---------- Extracted material
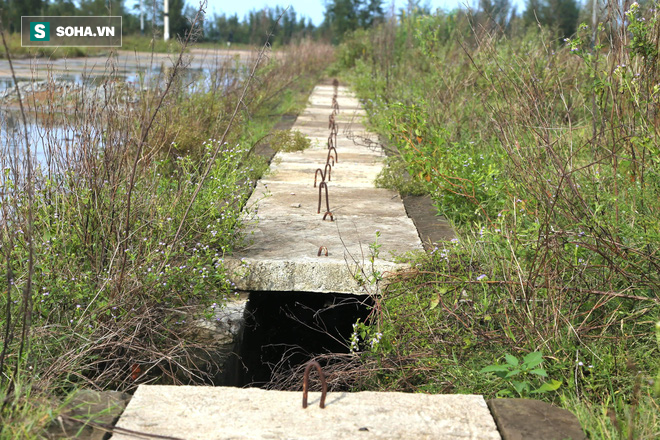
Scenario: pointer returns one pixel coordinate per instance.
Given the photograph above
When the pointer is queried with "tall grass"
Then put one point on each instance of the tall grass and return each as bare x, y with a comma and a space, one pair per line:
133, 212
544, 155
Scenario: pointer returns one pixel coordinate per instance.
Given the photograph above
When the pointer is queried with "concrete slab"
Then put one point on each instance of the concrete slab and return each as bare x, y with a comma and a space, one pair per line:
282, 245
212, 413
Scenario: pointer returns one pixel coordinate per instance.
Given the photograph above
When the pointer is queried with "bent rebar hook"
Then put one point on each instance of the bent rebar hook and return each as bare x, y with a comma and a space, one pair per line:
324, 385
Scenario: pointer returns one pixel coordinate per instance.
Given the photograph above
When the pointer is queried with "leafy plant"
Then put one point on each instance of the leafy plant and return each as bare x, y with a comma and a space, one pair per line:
522, 376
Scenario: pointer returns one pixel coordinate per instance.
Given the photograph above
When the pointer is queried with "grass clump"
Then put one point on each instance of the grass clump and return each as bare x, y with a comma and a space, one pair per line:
115, 239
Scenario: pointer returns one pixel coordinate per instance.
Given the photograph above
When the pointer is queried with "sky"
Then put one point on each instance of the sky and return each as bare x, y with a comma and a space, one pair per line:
314, 9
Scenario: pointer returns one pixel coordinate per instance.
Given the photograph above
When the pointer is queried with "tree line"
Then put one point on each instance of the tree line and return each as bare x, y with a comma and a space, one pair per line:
340, 18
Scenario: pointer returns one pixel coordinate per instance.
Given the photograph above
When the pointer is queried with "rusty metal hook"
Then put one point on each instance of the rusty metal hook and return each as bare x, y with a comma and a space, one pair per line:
324, 385
327, 204
316, 173
336, 158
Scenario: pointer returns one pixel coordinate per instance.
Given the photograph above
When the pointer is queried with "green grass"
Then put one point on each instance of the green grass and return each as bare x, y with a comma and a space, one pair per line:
115, 277
556, 211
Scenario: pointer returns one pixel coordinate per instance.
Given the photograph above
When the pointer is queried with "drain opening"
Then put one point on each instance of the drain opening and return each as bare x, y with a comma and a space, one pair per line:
284, 330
--------------------
- **Written instruction**
How many lines in the items above contain the string "rusty"? Reply with the number alone.

- **Solution to this problem**
2